_YOUR INSTRUCTIONS_. Each line in the entries that has the word "segment" has to be copied.

_SOURCE DATA_.

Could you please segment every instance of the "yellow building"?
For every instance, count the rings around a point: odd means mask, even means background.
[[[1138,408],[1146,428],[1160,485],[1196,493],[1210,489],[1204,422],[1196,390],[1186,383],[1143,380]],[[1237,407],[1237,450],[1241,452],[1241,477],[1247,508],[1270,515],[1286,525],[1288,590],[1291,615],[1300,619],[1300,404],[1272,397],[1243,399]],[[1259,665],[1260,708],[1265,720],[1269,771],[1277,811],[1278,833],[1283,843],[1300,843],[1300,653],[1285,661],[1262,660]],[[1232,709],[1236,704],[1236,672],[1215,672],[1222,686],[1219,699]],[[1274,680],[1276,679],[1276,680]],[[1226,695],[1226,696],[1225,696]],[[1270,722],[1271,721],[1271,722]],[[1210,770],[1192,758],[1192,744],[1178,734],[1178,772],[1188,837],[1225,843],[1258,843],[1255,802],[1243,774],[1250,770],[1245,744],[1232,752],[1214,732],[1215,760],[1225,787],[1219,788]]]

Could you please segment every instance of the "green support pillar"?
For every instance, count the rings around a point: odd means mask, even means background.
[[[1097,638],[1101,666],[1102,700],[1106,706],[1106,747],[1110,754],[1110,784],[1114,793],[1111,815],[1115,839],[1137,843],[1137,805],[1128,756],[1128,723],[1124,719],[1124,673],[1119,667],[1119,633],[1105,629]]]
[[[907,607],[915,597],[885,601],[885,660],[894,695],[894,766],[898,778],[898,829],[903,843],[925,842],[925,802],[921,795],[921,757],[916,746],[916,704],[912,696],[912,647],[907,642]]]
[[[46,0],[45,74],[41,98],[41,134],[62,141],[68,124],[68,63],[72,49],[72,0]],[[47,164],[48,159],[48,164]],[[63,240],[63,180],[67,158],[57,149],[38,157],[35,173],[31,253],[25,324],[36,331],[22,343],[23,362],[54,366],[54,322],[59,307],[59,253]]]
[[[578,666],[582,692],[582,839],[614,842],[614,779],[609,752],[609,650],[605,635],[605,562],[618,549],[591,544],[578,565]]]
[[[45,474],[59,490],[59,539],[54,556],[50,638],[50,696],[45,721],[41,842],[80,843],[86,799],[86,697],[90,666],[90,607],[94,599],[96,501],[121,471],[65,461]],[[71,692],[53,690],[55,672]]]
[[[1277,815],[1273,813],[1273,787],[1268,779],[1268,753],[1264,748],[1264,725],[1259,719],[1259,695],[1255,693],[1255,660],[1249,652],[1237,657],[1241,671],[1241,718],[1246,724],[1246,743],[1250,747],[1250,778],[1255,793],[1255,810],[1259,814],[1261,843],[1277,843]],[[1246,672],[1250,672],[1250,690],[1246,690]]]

_ANSWER TO THE PROBLEM_.
Could you please segment every instance of the "yellow building"?
Could you please segment every instance of the "green support pillar"?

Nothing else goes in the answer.